== DESCRIPTION OF THE TASK ==
Put the lines below into a Markdown table with the columns "Row" and "Line text," numbering each row and dropping any blank lines.

== PROVIDED RECORDS ==
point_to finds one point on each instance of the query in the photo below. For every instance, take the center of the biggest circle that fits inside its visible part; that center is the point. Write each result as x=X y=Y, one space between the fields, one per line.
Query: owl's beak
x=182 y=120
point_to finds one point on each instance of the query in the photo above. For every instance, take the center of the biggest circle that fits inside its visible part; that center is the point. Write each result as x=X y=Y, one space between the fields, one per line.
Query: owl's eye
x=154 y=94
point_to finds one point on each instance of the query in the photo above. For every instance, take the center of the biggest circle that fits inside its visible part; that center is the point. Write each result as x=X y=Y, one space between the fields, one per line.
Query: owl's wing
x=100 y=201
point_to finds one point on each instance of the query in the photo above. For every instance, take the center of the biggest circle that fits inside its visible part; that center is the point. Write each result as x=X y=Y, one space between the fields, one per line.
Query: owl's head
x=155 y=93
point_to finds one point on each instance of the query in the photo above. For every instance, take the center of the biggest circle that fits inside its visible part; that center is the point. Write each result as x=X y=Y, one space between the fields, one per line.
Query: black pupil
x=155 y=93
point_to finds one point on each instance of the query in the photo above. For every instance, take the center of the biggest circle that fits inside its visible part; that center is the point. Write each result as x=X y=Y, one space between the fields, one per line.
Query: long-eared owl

== REPLY TO THE EXERCISE ==
| Row | Line text |
|---|---|
| 1 | point_to finds one point on each instance of the query in the photo below. For every instance, take the center of the biggest circle that fits inside its visible part; that center is the point. Write each result as x=X y=Y, one space between the fields, one per line. |
| 2 | Query: owl's beak |
| 3 | x=182 y=120 |
| 4 | point_to finds one point on each instance of the query in the photo above. For every instance, take the center of the biggest circle that fits inside its visible part; that center is the point. Write each result as x=X y=Y, one space between the fields, one per line. |
| 5 | Query: owl's eye |
| 6 | x=154 y=94 |
| 7 | point_to finds one point on each instance of the query in the photo above. For every instance, take the center of the biggest circle that fits inside its visible part; that center is the point. Write each result as x=X y=Y, one space between the fields, one per line. |
| 8 | Query: owl's wing |
| 9 | x=100 y=201 |
| 10 | point_to finds one point on each instance of the query in the photo above. For every instance, take the center of the biggest circle that fits inside its visible part; that center is the point. Write each result as x=X y=Y, one space between the fields, one per line. |
| 11 | Query: owl's head |
| 12 | x=155 y=93 |
| 13 | point_to finds one point on each instance of the query in the photo above. For every instance, take the center of the biggest circle that fits inside its visible part; that center is the point. Write each result as x=X y=Y, one space between the fields, one per line. |
| 14 | Query: black pupil |
| 15 | x=155 y=93 |
| 16 | point_to finds one point on each instance of the query in the photo above. For every instance, take the center of the biggest circle that fits inside its visible part; that center is the point. Write each result as x=X y=Y, one space between the fields, one per line. |
| 17 | Query: long-eared owl |